## SUPPLIED PASSAGE
------

Tuesday, August 20, 2013

Do the Final Episodes of "Breaking Bad" Qualify As Trade Secrets?

For die-hard fans of the greatest TV show of all time, these next six weeks are absolute gold.

Which led me to think: Do the plot lines over these final eight episodes qualify as "trade secrets"? Put another way, if one of the show's insiders - an actor, a writer, a key grip - published the final episodes' general plot narrative (online or in an interview), would the owners of the show - AMC - have a claim for trade secret misappropriation?

As many readers probably know, the test for determining a trade secret is relatively straightforward. An owner must show both: (a) that the information is economically valuable because of its secrecy; and (b) that it instituted reasonable security measures to protect the information.

So let's apply this to the final episodes of Breaking Bad and see if we can answer this question.

Economically Valuable Information

One argument weighing against trade secret status for the final episodes is that the information - that is the scripts and plot - are valuable as much for their novelty as for their secrecy. Secondarily, one could argue that the viewers would watch Breaking Bad even if the ending were either known or easily predictable. With this, I would disagree.

As to the first possible contention, every television show has some degree of originality, and as great as Breaking Bad is, it's not necessarily novel. After The Sopranos, it's hard to call a serial drama featuring a disaffected, criminal white male as "novel." In fact, it seems that virtually every new iteration of prestige television has such a protagonist (except, perhaps, for Orange Is the New Black).

So, since the series is not "novel," the argument for granting the last eight episodes trade secret status strengthens. That leads to the second possible argument against trade secret status: would people watch regardless of the ending? From my point of view, there are two key factors that indicate the story derives great value from its ability to hold its ending secret.

First, the show's true calling card from the beginning has been the parlor game begging viewers to speculate about the end. In other words, we know Walter White breaks bad from the first episode. Walt has cancer, meaning the show's lifespan is naturally limited. Add to the mix the compressed time frame over which the plot develops - two years' story time spread over six seasons - and the show has a frenetic, building pace that singularly drives viewers to speculate as to the ending. Since the focal point of the show always has been about the end, the plot that develops in the final season naturally has a high degree of intangible value.

Second, somewhat incredibly, Breaking Bad's viewership doubled from the last episode of Season Five to the first episode of the Season Six. This is staggering, if not ridiculous, for a serial drama that makes no sense if you jump in and start watching mid-stream. And it's due almost entirely to word-of-mouth. That is to say, those who've watched the show from the beginning have told their friends to get caught up because the end is near. Viewers of the show experience the show as much the day after it airs by reading the endless recaps and listening to insider podcasts, all of which contain a heavy undercurrent of how each episode builds towards the conclusion and what might happen in the last few episodes.

------

## SET OF TASKS
- 1) In the post on whether the final episodes of Breaking Bad qualify as trade secrets, what two things must an owner show to establish a trade secret?
- 2) Continue the post on whether Breaking Bad's final episodes qualify as trade secrets, starting after its last sentence.

------

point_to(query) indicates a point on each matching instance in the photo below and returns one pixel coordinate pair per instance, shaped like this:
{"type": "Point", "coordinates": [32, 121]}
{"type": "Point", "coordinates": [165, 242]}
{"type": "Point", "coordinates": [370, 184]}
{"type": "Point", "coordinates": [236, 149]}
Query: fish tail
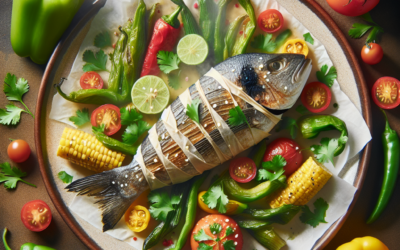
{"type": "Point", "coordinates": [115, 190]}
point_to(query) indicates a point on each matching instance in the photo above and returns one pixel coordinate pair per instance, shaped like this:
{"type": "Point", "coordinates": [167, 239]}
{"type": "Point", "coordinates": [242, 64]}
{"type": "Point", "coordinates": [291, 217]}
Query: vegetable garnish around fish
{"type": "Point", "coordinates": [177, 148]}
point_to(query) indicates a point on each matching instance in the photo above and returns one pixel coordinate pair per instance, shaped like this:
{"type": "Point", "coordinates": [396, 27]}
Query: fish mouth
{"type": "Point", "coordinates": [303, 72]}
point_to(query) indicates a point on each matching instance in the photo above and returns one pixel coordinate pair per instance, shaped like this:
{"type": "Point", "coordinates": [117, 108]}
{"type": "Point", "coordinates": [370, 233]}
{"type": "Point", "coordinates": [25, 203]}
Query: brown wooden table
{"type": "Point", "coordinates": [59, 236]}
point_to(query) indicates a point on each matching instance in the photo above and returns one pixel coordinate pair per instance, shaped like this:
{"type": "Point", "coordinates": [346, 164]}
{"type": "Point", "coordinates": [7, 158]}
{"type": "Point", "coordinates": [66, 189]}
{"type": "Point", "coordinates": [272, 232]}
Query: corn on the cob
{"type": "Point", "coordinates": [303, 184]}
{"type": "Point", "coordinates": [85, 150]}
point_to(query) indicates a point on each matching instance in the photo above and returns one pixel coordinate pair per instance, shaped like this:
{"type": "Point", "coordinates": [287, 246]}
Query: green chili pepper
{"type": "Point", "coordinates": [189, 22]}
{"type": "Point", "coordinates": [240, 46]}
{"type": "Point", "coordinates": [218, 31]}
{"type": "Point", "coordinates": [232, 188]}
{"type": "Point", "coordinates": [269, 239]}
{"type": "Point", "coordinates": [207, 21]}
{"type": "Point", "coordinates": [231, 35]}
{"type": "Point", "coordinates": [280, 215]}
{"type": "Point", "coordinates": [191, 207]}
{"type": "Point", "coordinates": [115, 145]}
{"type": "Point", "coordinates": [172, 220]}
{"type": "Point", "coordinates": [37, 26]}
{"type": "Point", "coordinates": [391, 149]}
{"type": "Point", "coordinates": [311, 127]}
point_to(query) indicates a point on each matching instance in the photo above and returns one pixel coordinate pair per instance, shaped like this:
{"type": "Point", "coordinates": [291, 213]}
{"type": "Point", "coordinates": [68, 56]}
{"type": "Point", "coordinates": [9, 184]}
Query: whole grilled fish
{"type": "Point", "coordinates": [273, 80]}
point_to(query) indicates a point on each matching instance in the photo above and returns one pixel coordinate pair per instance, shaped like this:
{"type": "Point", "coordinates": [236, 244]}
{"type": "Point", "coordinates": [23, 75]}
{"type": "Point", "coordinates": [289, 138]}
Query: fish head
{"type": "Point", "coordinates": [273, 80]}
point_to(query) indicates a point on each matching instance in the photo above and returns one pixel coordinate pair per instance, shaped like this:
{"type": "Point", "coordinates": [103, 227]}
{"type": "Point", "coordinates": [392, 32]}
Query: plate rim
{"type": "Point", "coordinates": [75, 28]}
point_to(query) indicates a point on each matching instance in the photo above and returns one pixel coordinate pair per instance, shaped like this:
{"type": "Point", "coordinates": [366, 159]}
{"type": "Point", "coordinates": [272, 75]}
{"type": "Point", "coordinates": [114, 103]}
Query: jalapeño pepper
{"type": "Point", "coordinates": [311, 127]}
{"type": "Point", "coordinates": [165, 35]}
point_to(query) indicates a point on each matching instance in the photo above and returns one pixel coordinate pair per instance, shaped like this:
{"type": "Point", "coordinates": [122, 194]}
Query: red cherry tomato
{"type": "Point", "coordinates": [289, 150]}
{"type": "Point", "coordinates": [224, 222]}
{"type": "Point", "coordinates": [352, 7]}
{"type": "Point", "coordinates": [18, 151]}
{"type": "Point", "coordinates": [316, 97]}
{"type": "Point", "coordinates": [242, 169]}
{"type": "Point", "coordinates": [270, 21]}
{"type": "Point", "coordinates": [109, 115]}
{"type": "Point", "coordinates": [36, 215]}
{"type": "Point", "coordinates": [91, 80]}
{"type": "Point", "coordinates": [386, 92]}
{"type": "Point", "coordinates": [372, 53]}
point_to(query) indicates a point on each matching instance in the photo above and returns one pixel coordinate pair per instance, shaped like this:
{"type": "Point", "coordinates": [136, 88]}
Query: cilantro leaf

------

## ANSWERS FOR THE EXERCISE
- 1) That the information is economically valuable because of its secrecy, and that the owner put reasonable security measures in place to protect it.

- 2)
In all likelihood, 3 million new viewers have decided to watch over 50 hours of television in the past calendar year simply because the end is coming. The increased ratings for Breaking Bad likely have allowed the show to generate more advertising revenue (and possibly spin-offs for AMC), and this is mainly attributable to the fact the show is ending. Therefore, it seems logical that the narrative of the final episodes constitute some of the most valuable information about the show.

Secrecy Measures

This is somewhat of an unknown, simply because I don't know exactly what the owners of Breaking Bad have done to protect the plot details. But, from what's available in the public domain, the secrecy steps appear to be somewhat legendary.

We know from recent interviews that one of the supporting characters - "Lydia" - received scripts for the final episodes that redacted all lines but hers. We also know the scripts created by the show's writers generally contain code names (they're not labeled, for instance, Breaking Bad), ostensibly to guard against the impact of some accidental disclosure. The show has contracts with vendors that are secret and that don't reference the show at all, such that many vendors apparently don't even know they are supplying goods or services to Breaking Bad. These may seem like extreme security measures, but it signifies the show believes its ending has great value.

We also know creator Vince Gilligan will not allow previews of the coming show. That is, at the end of, say, Episode 1, we don't see scenes from Episode 2. Nor does the show preview the show in commercial spots during the week. In fact, Gilligan only will do a very short (and very oblique, to put it mildly) teaser on AMC's recap show, Talking Bad, that shows a still photo from the coming episode. His commentary is so trite as to be meaningless.

So the answer to me is a clear "yes." The plot lines for the remaining episodes qualify as legal trade secrets. But like many trade secrets, their shelf life is limited. In six weeks, all of this information will be in the public domain, and the plots lose any legal protection (except for copyright law, which is sort of besides the point for this post).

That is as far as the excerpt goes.